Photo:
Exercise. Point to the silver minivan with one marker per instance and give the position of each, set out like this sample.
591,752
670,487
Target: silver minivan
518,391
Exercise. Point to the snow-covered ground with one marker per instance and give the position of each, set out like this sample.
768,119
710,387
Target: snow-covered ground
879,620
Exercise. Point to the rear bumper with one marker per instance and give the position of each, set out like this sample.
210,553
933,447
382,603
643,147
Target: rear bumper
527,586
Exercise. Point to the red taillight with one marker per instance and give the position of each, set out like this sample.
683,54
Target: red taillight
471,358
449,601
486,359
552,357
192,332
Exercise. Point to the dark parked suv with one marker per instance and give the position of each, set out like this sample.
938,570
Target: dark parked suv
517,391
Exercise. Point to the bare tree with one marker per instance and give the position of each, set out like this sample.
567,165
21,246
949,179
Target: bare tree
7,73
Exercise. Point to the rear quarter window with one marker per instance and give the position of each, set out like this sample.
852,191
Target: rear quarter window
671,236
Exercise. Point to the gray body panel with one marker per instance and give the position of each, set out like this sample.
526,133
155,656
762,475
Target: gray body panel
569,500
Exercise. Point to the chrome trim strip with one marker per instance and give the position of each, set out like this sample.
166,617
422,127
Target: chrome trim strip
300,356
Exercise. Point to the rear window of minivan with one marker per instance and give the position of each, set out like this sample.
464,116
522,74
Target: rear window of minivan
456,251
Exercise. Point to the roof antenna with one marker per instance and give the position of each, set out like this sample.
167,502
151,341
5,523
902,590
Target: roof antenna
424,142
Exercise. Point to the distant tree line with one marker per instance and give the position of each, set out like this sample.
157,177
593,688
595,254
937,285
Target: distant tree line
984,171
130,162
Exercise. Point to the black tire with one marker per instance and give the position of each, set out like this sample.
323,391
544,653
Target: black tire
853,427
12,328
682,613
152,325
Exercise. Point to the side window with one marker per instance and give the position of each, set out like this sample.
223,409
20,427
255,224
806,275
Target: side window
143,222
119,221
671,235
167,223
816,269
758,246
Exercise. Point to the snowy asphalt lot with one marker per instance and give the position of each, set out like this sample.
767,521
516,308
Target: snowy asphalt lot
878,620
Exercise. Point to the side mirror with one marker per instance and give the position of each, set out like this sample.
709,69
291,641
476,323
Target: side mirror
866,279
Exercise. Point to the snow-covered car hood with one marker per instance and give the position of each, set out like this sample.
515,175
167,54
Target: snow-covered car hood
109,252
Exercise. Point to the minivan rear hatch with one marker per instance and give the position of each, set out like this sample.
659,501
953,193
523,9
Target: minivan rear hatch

##############################

Goal →
Reproduce all of the records above, replacing every occurrence of "minivan" with "van" and leaving everything else unchanged.

Exercise output →
Photo:
Exercise. Point to the silver van with one marker per instance and give the position of each, set out like this sample.
591,752
670,487
Target: silver van
518,391
Exercise. Point to the snow-covered ground with one marker per instance and give the position of each, set out like this sample.
768,119
710,387
Target: snow-covered ground
879,620
Exercise. Point to the rear bumper with one marker per instance and give the position of each, set out like this sample.
210,553
933,447
382,603
643,147
Target: rear bumper
527,586
Exercise. Point to the red taillight with one marker per instance and give the position of each, set out like this sample.
683,54
Target: red taillight
471,358
449,601
486,359
552,357
192,332
Exercise. Point to the dark parked suv with one marker per instance and give the position of each, set out like this sample.
938,570
Target: dark parked suv
517,391
Exercise. Point to the bare tree with one marker per instance and give the position of each, set out like this sample.
567,165
21,246
949,179
Target: bare tree
7,73
Exercise. Point to the rear quarter window with one marker per instance and give the position of each, set out like this sample.
852,191
Target: rear quarter window
671,236
Exercise. Point to the gray body panel with one marker per instance and give the position of each, set out like this sample.
526,133
155,656
762,475
Target: gray body panel
569,500
Exercise. Point to the chrome trim strip with one marker per instance and give the position of each, set out like this sample.
166,617
422,127
Target: chrome trim strip
300,356
Exercise. Point to the rear window of van with one marker per instance and give the position of each, set out like this sample.
464,116
522,74
Target: rear window of van
456,251
Exercise. Point to the roof antenna with one marker per instance and give the position of each, set out like this sample.
167,502
151,341
5,523
902,590
Target: roof antenna
424,142
Exercise. Point to the distant tree line with one marker per instance and give the position of each, set out like this sample.
157,177
593,688
595,254
937,285
Target: distant tree line
984,171
130,162
Exercise. Point to the black tire with one marker per instance and give the position of each, set out like this sample.
323,391
544,653
Target: black tire
853,427
12,328
682,613
152,325
Exercise. Point to the side window with one marker per instance and give the position of each, set out like this sample.
223,409
20,427
255,224
806,275
Target: side window
143,222
119,221
671,235
167,223
816,269
758,246
Exercise. Point to the snowy asphalt lot with one marker per instance and give the position of each, set out like this sample.
767,521
516,308
Target: snowy asphalt lot
878,620
Exercise. Point to the side mirror with one marker per instance and give the position of each, set out like this sample.
709,69
291,641
476,323
Target: side mirror
866,279
Exercise. Point to the snow-covered car hood with one marker per instance and give the position of each, set out like this sample.
515,175
167,54
Target: snow-covered car hood
109,252
Exercise. Point to the van rear hatch with one marker per instance and give the position of each, set out like this sample.
659,501
953,193
523,9
Target: van rear hatch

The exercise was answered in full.